Exercise input:
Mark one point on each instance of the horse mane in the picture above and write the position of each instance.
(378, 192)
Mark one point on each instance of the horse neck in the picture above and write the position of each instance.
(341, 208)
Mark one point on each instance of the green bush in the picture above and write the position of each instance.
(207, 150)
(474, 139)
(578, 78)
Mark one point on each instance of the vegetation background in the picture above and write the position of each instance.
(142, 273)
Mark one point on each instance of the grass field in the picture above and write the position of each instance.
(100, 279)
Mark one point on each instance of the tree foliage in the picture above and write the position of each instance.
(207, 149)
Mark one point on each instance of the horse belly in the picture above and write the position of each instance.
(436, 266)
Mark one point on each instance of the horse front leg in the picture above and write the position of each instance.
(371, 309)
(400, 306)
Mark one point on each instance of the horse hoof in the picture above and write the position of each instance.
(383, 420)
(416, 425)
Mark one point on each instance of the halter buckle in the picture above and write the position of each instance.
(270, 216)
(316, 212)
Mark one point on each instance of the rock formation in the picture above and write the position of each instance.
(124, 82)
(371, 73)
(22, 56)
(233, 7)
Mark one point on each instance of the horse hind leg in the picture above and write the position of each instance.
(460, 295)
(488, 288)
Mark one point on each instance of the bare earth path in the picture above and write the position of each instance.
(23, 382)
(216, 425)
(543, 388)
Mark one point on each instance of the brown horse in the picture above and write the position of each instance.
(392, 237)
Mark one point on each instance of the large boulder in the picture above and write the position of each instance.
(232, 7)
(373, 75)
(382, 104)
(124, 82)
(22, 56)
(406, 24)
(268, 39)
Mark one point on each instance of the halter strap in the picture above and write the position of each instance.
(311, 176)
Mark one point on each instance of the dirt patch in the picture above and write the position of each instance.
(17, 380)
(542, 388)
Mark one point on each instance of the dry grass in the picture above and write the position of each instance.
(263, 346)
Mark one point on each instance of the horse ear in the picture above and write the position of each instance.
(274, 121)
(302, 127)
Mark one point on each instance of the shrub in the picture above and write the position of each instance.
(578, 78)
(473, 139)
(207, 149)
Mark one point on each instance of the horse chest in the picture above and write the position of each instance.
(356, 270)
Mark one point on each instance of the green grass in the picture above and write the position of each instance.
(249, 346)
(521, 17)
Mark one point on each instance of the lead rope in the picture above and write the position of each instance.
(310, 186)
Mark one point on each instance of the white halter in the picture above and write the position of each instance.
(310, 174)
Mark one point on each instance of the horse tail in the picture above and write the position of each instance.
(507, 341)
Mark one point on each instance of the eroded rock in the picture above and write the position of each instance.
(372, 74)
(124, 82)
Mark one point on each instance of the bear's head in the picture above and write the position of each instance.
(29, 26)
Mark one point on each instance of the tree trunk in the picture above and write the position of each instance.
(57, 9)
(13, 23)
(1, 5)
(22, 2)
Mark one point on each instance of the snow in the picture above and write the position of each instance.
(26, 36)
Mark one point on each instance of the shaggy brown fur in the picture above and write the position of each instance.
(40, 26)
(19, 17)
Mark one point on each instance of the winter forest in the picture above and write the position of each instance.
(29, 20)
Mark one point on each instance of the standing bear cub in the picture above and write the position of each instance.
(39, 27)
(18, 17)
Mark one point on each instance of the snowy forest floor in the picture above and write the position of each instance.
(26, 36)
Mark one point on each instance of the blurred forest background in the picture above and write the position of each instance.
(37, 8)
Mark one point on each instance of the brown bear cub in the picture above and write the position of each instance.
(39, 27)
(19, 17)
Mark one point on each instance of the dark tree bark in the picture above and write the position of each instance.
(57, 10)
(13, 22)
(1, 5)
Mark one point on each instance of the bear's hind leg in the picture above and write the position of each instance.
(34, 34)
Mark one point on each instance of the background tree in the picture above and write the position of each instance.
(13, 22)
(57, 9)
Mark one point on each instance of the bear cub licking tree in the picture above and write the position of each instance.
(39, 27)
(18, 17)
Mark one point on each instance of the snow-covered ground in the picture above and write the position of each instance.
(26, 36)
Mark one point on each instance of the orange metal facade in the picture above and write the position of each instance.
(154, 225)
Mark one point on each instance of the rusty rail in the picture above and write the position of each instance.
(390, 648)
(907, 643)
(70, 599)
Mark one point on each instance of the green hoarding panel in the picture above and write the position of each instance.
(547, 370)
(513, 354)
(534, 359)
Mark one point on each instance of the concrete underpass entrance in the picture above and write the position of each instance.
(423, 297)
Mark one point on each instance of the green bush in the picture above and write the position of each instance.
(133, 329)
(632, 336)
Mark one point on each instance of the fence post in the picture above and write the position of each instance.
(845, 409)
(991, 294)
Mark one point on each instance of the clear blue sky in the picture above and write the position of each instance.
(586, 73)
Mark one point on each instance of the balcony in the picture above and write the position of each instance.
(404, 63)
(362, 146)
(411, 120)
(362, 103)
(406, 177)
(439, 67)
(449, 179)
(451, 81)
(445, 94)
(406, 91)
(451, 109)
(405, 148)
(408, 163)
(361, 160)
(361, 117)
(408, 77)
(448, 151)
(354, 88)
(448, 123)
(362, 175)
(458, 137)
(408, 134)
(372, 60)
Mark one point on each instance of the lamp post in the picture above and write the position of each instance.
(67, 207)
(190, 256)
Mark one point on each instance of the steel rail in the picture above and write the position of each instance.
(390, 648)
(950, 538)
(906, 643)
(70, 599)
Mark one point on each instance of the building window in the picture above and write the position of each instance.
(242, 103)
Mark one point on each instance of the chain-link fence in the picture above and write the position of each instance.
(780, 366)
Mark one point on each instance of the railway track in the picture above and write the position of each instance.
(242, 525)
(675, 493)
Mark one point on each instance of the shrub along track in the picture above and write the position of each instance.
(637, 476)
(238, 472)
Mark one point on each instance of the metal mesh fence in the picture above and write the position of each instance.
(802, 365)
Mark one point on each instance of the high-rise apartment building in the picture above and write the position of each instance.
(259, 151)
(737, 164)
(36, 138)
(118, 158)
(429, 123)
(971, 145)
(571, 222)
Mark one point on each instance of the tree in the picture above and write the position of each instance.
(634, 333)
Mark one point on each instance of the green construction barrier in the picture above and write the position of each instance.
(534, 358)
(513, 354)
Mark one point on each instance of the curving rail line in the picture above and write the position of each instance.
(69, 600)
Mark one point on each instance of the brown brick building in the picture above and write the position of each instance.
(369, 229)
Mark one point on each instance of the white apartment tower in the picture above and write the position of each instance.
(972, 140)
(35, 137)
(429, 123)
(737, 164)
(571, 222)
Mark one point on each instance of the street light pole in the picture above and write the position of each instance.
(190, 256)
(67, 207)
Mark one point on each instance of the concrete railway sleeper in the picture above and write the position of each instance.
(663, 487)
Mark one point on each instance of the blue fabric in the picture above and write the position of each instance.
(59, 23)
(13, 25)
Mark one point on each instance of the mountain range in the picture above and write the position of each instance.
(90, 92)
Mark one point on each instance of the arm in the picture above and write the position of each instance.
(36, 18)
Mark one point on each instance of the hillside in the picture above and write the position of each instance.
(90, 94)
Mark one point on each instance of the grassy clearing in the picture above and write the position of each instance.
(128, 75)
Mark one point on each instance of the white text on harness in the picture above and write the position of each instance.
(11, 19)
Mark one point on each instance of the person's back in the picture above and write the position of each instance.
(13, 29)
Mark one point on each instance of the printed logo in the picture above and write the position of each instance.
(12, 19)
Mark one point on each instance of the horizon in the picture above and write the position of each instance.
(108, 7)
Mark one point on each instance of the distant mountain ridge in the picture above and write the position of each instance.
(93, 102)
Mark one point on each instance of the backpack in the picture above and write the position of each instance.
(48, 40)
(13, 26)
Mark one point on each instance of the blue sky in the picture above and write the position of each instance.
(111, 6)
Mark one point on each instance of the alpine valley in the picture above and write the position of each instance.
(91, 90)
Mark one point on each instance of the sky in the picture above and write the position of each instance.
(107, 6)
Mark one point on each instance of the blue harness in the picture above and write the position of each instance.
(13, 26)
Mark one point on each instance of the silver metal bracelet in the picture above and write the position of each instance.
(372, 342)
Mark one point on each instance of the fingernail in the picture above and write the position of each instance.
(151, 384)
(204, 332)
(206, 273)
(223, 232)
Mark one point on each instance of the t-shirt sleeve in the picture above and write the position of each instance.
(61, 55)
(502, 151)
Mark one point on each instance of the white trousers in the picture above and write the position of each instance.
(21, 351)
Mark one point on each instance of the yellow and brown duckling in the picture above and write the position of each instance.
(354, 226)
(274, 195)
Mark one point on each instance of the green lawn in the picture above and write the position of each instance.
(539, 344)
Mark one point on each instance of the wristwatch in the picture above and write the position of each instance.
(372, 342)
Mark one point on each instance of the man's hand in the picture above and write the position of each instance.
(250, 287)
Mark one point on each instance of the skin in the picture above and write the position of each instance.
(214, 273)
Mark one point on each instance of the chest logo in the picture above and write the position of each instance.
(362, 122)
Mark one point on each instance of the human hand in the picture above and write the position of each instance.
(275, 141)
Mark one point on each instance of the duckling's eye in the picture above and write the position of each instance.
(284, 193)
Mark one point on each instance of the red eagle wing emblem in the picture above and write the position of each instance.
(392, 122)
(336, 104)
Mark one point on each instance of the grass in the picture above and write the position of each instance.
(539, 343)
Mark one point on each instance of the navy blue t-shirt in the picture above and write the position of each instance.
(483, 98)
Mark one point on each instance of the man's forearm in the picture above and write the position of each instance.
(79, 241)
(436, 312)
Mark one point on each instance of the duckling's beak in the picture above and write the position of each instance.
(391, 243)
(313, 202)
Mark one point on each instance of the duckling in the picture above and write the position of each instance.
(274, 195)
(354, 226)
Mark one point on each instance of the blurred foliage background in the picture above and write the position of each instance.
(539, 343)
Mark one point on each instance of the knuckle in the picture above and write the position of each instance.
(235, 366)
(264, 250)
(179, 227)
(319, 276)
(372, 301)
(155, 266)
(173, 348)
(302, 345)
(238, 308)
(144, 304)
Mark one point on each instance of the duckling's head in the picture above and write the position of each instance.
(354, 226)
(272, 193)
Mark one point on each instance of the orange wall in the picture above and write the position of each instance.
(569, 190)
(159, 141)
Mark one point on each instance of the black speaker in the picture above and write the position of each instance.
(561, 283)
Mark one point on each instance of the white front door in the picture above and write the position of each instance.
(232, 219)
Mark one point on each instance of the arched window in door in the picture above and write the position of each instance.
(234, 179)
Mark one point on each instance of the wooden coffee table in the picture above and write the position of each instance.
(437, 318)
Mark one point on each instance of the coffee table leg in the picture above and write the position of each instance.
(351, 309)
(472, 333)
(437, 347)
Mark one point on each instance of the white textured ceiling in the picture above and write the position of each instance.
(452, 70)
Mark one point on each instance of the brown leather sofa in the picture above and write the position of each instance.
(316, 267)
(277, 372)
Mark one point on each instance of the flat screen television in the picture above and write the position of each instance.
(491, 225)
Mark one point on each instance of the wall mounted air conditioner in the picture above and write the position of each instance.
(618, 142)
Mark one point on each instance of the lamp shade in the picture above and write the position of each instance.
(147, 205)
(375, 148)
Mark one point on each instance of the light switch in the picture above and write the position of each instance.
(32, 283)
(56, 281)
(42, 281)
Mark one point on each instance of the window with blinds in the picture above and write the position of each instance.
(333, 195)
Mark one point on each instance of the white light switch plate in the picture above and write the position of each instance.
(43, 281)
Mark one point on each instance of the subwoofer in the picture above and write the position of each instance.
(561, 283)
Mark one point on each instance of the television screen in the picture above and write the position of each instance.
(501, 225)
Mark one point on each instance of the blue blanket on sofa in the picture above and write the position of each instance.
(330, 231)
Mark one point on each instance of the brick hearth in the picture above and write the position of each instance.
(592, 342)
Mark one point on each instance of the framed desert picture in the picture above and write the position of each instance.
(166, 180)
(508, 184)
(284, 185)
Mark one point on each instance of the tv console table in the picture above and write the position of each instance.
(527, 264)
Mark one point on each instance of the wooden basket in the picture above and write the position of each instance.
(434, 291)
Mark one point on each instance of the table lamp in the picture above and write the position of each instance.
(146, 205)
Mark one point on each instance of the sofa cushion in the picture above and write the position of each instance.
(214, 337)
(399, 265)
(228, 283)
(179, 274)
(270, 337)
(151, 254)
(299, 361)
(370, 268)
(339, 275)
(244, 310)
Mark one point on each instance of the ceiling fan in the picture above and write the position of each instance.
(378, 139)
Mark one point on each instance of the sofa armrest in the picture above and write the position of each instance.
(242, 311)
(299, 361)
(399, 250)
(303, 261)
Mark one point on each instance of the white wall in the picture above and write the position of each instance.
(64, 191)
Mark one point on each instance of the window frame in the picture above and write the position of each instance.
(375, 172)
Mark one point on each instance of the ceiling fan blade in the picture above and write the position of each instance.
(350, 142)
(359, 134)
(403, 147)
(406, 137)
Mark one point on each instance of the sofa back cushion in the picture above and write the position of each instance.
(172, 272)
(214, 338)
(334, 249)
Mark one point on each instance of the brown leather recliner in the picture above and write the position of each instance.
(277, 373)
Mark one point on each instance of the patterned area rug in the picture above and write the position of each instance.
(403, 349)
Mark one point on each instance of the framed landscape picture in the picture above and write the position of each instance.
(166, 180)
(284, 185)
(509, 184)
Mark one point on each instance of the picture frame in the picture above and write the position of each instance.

Work to be completed:
Take the line that contains "Mark one point on each instance of the tv" and each line after it down to the last of the records, and retype them exactly; add nothing else.

Expected output:
Mark one point on each instance of the tv console table in the picture above and write the position of each instance.
(527, 264)
Mark one point on each instance of the wooden basket in the picture above and write the position of each instance.
(434, 291)
Mark one point on each instance of the table lamp in the picture above and write the position of each instance.
(146, 205)
Mark one point on each instance of the sofa cushion in the picture above and write the position of each instance.
(214, 337)
(399, 265)
(228, 283)
(179, 274)
(270, 337)
(151, 254)
(299, 361)
(370, 268)
(339, 275)
(244, 310)
Mark one point on each instance of the ceiling fan in the picture above and write the position of each instance.
(378, 139)
Mark one point on each instance of the sofa armrest in the picture above and write the position of each instance.
(242, 311)
(299, 361)
(399, 250)
(303, 261)
Mark one point on each instance of the white wall in the picture above and write the position of each instance.
(64, 191)
Mark one point on each instance of the window frame in the picture above and write the position of each instance.
(375, 172)
Mark one point on each instance of the ceiling fan blade in the picture above and write the position of each instance.
(350, 142)
(359, 134)
(403, 147)
(406, 137)
Mark one point on each instance of the sofa back cushion in the picture above and write the position of each instance.
(172, 272)
(214, 338)
(334, 249)
Mark one point on each instance of the brown leather recliner in the picture above and write the position of each instance.
(277, 373)
Mark one point on each instance of the patterned area rug in the picture above and write the position of each instance.
(403, 349)
Mark one point on each instance of the framed landscape picture in the picture above and write the position of each instance.
(166, 180)
(284, 185)
(509, 184)
Mark one point on each instance of the picture frame in the picture above and write the position of each instance.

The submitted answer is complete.